— START DATA SUPPLIED —

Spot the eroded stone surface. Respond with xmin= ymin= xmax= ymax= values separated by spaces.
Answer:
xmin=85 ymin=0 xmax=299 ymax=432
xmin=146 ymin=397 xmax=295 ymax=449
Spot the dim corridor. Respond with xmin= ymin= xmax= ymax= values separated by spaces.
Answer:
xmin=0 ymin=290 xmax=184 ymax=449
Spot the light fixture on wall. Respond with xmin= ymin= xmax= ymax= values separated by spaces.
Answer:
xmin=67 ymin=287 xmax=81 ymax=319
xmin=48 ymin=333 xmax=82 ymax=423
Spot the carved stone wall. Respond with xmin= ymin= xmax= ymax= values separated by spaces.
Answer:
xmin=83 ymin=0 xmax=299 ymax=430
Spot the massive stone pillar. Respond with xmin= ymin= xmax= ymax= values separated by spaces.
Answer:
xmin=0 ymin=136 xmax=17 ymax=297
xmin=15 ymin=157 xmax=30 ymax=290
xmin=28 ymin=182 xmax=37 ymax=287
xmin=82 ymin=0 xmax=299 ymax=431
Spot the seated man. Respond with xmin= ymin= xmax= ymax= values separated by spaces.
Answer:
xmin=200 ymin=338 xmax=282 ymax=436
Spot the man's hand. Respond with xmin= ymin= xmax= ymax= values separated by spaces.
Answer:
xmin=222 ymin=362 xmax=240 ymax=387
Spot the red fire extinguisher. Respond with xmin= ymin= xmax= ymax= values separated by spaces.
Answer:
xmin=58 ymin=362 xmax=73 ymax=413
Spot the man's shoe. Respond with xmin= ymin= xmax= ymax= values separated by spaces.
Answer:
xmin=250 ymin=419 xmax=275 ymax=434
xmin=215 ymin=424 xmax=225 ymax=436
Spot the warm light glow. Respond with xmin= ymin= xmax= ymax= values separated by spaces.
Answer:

— END DATA SUPPLIED —

Recast every line of the records above as one numbered list, omitting any blank lines.

1. Spot the eroded stone surface. Respond with xmin= ymin= xmax= ymax= values separated by spaces.
2. Answer:
3. xmin=85 ymin=0 xmax=299 ymax=432
4. xmin=146 ymin=397 xmax=295 ymax=449
5. Spot the dim corridor. Respond with xmin= ymin= xmax= ymax= values separated by spaces.
6. Answer:
7. xmin=0 ymin=290 xmax=184 ymax=449
8. Spot the light fixture on wall. Respond with xmin= ymin= xmax= ymax= values separated by spaces.
9. Answer:
10. xmin=67 ymin=287 xmax=81 ymax=319
11. xmin=48 ymin=333 xmax=82 ymax=423
12. Spot the carved stone wall. Respond with xmin= ymin= xmax= ymax= values separated by spaces.
13. Answer:
14. xmin=83 ymin=0 xmax=299 ymax=430
15. Spot the massive stone pillar. Respond with xmin= ymin= xmax= ymax= values separated by spaces.
16. Answer:
17. xmin=0 ymin=136 xmax=17 ymax=297
18. xmin=15 ymin=157 xmax=30 ymax=290
19. xmin=28 ymin=182 xmax=37 ymax=287
20. xmin=82 ymin=0 xmax=299 ymax=431
21. Spot the seated man. Respond with xmin= ymin= xmax= ymax= values separated by spaces.
22. Answer:
23. xmin=200 ymin=338 xmax=282 ymax=436
24. Spot the man's hand. Respond with xmin= ymin= xmax= ymax= values separated by spaces.
25. Answer:
26. xmin=222 ymin=362 xmax=240 ymax=387
27. Spot the red fire extinguisher. Respond with xmin= ymin= xmax= ymax= values separated by spaces.
28. Answer:
29. xmin=58 ymin=362 xmax=73 ymax=413
30. Spot the man's shoe. Respond with xmin= ymin= xmax= ymax= values separated by spaces.
31. Answer:
32. xmin=250 ymin=419 xmax=275 ymax=434
33. xmin=215 ymin=424 xmax=225 ymax=436
34. Spot the warm light glow. Respond with xmin= ymin= xmax= ymax= values separated by spaces.
35. Answer:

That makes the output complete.